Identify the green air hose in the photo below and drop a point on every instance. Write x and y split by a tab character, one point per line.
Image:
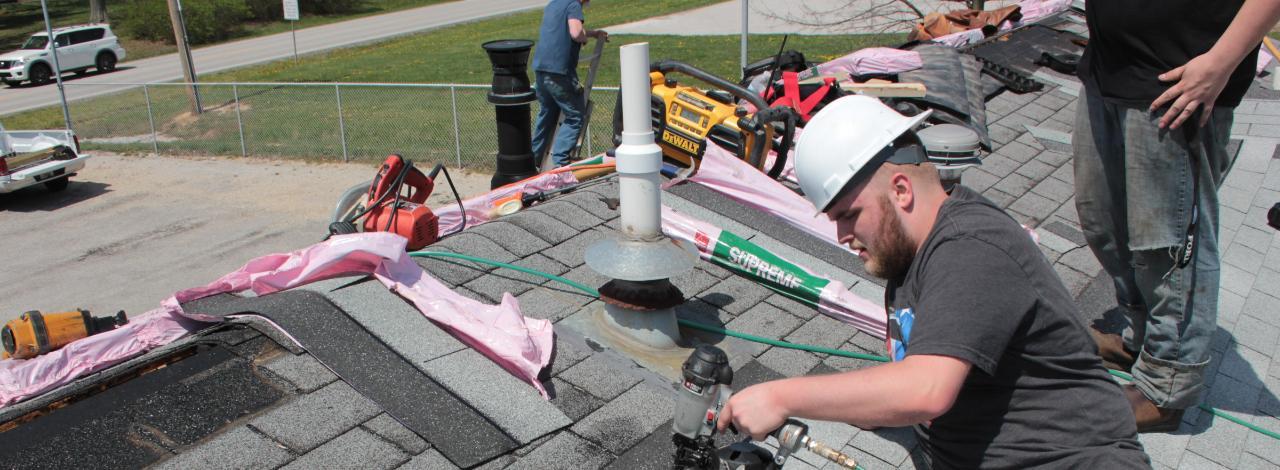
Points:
777	342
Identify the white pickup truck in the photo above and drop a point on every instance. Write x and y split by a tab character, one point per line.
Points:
31	158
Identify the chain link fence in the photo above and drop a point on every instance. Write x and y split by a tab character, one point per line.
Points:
334	122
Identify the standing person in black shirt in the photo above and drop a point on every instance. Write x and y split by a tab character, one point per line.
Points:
1161	81
991	360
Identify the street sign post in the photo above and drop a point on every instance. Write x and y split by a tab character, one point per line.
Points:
291	14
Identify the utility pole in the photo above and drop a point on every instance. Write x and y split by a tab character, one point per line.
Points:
58	68
746	12
188	69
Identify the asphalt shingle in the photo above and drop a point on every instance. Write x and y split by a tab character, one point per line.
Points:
1224	443
570	252
764	320
493	286
593	202
512	237
396	322
1165	448
302	370
551	304
575	402
356	450
565	451
891	445
549	229
388	428
237	448
600	375
316	418
626	420
570	214
735	295
429	460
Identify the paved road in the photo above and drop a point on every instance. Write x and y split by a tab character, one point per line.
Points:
778	17
263	49
131	231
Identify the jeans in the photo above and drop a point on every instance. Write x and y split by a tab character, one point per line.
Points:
557	94
1133	192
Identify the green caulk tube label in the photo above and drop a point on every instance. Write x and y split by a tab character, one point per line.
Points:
778	274
755	263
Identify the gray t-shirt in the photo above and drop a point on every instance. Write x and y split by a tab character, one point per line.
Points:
1037	395
556	50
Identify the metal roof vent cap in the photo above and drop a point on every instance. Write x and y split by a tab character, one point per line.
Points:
640	300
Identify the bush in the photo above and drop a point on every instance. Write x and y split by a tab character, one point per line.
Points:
329	7
208	21
265	10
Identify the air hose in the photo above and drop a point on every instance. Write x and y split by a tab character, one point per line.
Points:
778	342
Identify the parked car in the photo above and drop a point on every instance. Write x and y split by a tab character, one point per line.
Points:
30	158
80	48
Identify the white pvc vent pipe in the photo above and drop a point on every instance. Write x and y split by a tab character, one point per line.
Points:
639	159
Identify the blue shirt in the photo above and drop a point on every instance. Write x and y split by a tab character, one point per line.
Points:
556	50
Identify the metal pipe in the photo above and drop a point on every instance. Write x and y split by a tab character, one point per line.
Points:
639	158
457	132
240	122
746	10
342	124
58	68
155	140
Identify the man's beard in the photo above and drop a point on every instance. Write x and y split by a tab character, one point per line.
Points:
894	251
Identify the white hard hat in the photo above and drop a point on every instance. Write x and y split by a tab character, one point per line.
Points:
845	140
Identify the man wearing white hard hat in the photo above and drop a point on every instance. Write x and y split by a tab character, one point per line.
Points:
991	361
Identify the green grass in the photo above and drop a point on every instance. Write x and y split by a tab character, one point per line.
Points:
292	122
18	21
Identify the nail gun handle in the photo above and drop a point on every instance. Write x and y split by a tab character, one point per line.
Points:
832	455
435	170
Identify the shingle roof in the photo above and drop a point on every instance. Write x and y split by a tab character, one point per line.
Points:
608	410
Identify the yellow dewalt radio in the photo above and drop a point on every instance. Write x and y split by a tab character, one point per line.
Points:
685	118
35	333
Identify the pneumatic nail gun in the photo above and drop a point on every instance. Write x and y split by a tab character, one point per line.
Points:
704	391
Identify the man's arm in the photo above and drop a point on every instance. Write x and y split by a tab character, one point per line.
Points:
1201	80
915	389
580	33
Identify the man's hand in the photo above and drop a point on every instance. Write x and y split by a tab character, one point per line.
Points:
1198	83
754	410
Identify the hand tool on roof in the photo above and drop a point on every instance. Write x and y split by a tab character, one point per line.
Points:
703	393
1274	217
35	333
685	118
397	202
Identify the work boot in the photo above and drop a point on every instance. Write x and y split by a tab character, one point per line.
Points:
1111	348
1150	418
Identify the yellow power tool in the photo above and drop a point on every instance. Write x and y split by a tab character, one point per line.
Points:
35	333
685	118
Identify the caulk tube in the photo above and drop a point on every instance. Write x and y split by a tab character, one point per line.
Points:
777	273
639	158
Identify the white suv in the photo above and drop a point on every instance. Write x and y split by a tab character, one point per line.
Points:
80	48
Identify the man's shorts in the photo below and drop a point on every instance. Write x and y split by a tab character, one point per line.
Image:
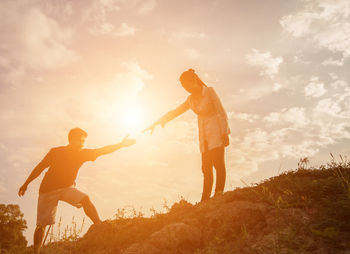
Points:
47	203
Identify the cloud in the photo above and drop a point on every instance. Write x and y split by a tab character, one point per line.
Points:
125	30
109	29
33	41
315	88
333	62
147	6
336	106
293	116
188	35
324	22
266	61
192	53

· · · · ·

Directions for this task
Copy out the data verbatim, starting with the line that contains "Identify the caulk" and continuing through the end of the data, and leave out any pictures.

Solution for this task
Identify the caulk tube in the photo above and drop a point on every instance. Write x and y split by a tab character, one point per line.
Points:
777	273
639	158
Identify the white suv in the photo above and drop a point on every instance. Write x and y split by a tab character, one point per line.
Points:
80	48
Identify the man's shorts in the photo below and drop a point on every instance. Write x and y split by a tab character, one point per line.
Image:
Points:
47	203
Identify the cloud in the photo above and drop a point on every instance. Write x and y split by a tab character, one point per line.
Points:
125	30
109	29
33	41
315	88
333	62
147	6
336	106
293	116
188	35
324	22
266	61
192	53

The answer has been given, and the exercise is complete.